## Questions
(1) Retype the journal entry word for word, beginning at the words "Things with Dad" and stopping after "I'm all alone.".
(2) According to the journal entry, how far into the Prison Break story is the writer?

## Extract to read
You know what's really hard? Making a vid and then just sitting on it for a long time, because you're sending it to a con and it's also Festivids time, and you're really really happy with it and want it to be out living in the world. For, um, definitions of hard that are totally selfish and fannish.
I'm about 6,200 words into a Prison Break story and nowhere near finished, but it's so frustrating because I think it's going to be really bad -- yet I still want to keep writing it. The thing is, there's so much to do in regards to my dad, and I don't even have anything workwise on the immediate front, yet I still don't have that much time to write, and I need a lot of uninterrupted time so that I can let my thoughts wander and try to steer it in the right direction.
One of the most frustrating things about coming back and diving full force into this fandom is that much has been taken away. There was a Michael/Mahone community called wallporn, but whoever ran it fucking purged it so all the stuff is now lost. Many of the people who posted stuff haven't posted it anywhere else, so it just seems to be lost. I don't understand people who do this. Let it languish if you don't want it anymore; don't fucking purge it and take everything away as if no one will ever come back to the fandom.
Things with Dad continue to be bad. Every once in a while, he starts to seem like he might make it out of the nursing home, like maybe he could go to the second floor of his apt. building, where they have full-time assisted living situations, but then it backslides and I think that no, it's never going to get better. I know they're going to ask me to clear out his apartment and I'm terrified of this; he's borderline hoarding, such a packrat that I don't know what to do with all that shit. And I'm all alone.
I've been freaking most about his license tabs. His SUV hasn't been driven since October, I guess, and the battery completely died. So I have to find a way to get it jump started and then take it to the emissions test, and I have only a few days to do it before it becomes illegal. Fortunately my mostly useless cousin volunteered to come down and help me tomorrow; cars are one thing he knows so that feels a little less frantic. I can't sleep unless I take something, the instant I wake up to pee or something, I'm wracked with worry and fear. I have never felt so alone and helpless and I wish my sister was here more than anything in the world. Not having someone to share this kind of thing with... this is hard. The fact that I have to do everything on someone else's timeline makes it worse.
Maybe it's a good thing I have Prison Break to watch and play with. Hell, maybe that's why I've fallen so hard for it again. I'm lucky that I have some kind people in my life who listen to me blather about it and even have watched an episode or two with me -- both
belmanoir and
killabeez have been endlessly patient with my squee and even watched it. That's when you know someone is good people.

## Data block
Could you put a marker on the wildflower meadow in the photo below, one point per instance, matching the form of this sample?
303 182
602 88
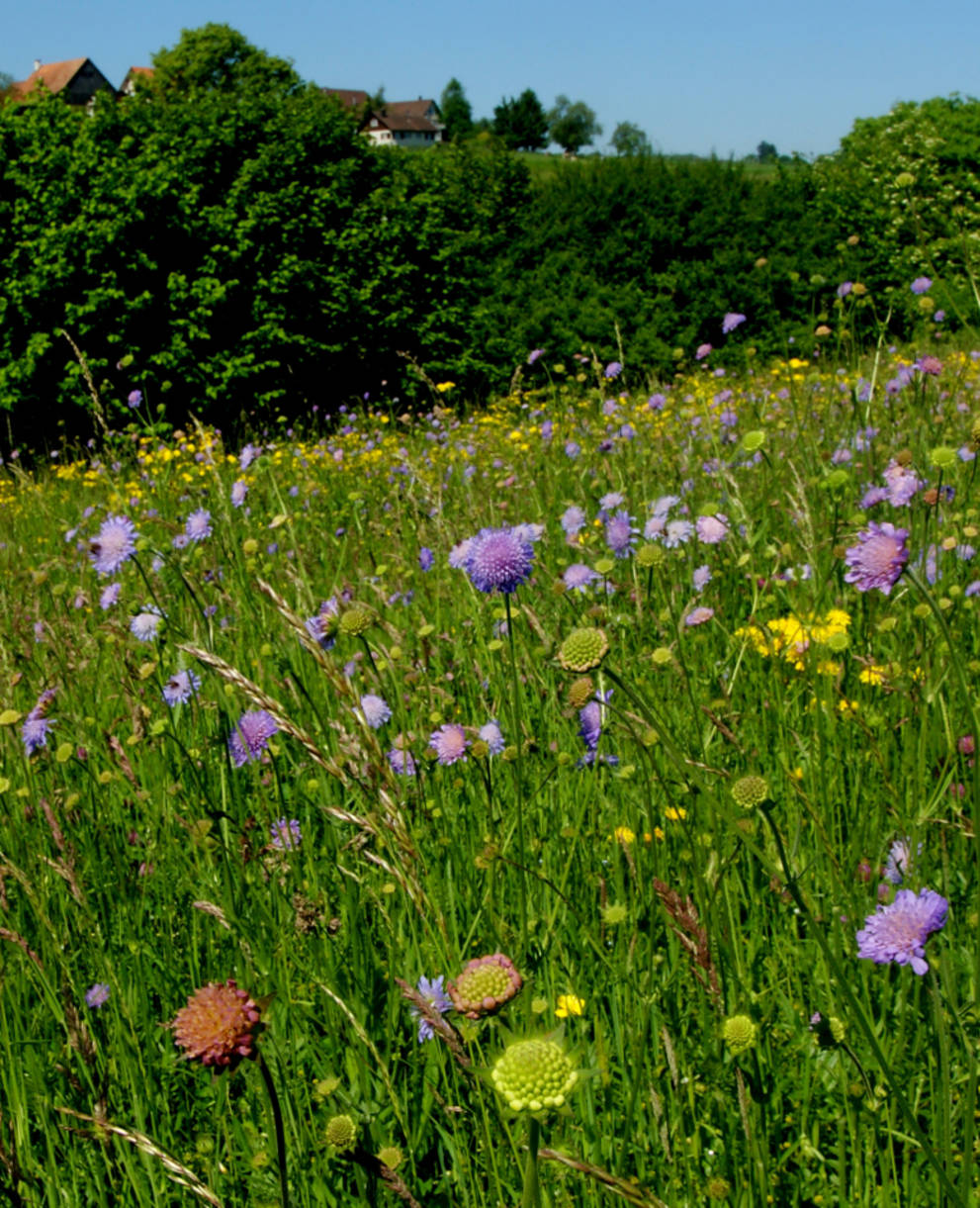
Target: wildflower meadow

## Solutions for each task
(1)
Things with Dad continue to be bad. Every once in a while, he starts to seem like he might make it out of the nursing home, like maybe he could go to the second floor of his apt. building, where they have full-time assisted living situations, but then it backslides and I think that no, it's never going to get better. I know they're going to ask me to clear out his apartment and I'm terrified of this; he's borderline hoarding, such a packrat that I don't know what to do with all that shit. And I'm all alone.

(2) About 6,200 words, and nowhere near finished.